Records for the task -
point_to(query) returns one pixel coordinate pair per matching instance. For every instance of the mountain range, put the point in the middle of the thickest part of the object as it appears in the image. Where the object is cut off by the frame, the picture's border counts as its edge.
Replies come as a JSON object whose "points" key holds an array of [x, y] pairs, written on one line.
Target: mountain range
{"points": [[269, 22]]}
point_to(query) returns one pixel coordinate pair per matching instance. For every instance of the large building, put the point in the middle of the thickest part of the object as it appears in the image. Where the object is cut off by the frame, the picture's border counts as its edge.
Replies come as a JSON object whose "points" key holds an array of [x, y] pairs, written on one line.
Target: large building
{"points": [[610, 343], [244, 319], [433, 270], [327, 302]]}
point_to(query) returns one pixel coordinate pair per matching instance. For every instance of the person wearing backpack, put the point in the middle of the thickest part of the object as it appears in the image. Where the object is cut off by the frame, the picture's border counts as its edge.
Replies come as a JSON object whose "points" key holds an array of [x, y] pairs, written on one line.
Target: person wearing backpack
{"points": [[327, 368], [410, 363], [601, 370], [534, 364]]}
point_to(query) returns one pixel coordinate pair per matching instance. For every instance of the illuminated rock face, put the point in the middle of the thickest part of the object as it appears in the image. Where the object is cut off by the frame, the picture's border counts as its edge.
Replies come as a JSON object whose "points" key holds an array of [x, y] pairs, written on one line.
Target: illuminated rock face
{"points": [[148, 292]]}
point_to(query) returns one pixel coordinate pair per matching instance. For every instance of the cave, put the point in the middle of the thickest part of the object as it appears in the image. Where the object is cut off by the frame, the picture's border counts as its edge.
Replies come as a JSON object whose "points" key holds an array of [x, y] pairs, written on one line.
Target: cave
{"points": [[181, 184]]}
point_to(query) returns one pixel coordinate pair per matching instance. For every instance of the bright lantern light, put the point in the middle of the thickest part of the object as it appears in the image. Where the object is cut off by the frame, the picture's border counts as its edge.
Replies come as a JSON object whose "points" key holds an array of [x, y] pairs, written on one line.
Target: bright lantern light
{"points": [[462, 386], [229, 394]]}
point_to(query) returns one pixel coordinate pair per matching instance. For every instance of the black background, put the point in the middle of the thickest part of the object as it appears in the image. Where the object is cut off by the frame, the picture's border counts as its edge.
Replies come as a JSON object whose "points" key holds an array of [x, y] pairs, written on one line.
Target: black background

To do - All of the data above should be transcribed exactly.

Task solution -
point_to(query) returns one pixel coordinate pair per matching instance. For every instance of the mountain range, put the point in the middle of the thickest part of the object as it appears in the image. Where the object is cut off by the frame, the picture's border counts as its edge.
Replies come as a JSON object whose "points" key holds an array of [x, y] pairs, written on one line.
Target: mountain range
{"points": [[269, 22]]}
point_to(query) returns one pixel coordinate pair per matching instance. For every instance of the large building, put the point in the middle of the thickest part of the object as it appears in the image. Where the object is cut off by the frame, the picture's border counts as its edge.
Replies come as a JSON object whose "points" key holds an array of [x, y] pairs, written on one line.
Target: large building
{"points": [[610, 343], [244, 319], [433, 270], [327, 302]]}
point_to(query) returns one pixel coordinate pair per matching instance. For every instance of the person wearing backpack, put the point in the middle of the thickest part of the object as it appears in the image. Where the object is cut off by the frame, the picture's border counts as its edge.
Replies come as a JSON object whose "points" key holds an array of [x, y] pairs, written on one line.
Target: person wearing backpack
{"points": [[327, 368], [410, 363], [601, 370], [534, 364]]}
point_to(query) returns one pixel coordinate pair per matching instance. For every instance of the illuminated rock face, put the point in the middle of the thickest part of the object as it appears in the image. Where the object is cut off by the frame, the picture's border counts as its edge.
Replies come as a JSON object whose "points" key holds an array of [x, y] pairs, written on one line.
Target: illuminated rock face
{"points": [[148, 292]]}
point_to(query) returns one pixel coordinate pair per matching instance. For every instance of the cave, put the point in the middle of the thickest part of the object as it appears in the image. Where the object is cut off by the frame, the picture's border counts as its edge.
Replies come as a JSON object whose "points" key holds an array of [x, y] pairs, written on one line.
Target: cave
{"points": [[181, 184]]}
point_to(query) returns one pixel coordinate pair per matching instance. For every instance of the bright lantern light, put the point in the middle of the thickest part of the object as it appears in the image. Where the object is cut off by the frame, the picture's border counts as its edge.
Replies come as a JSON object whose "points" key holds an array of [x, y] pairs, written on one line.
Target: bright lantern light
{"points": [[462, 386], [229, 394]]}
point_to(query) returns one pixel coordinate pair per matching instance. For every instance of the black background, put the point in the middle of the thickest part of the object as it appears in the image. Where the object is cut off by the frame, the picture's border counts as its edge.
Replies come as a JSON object whose "points" key holds an array of [x, y] pairs, written on one line.
Target: black background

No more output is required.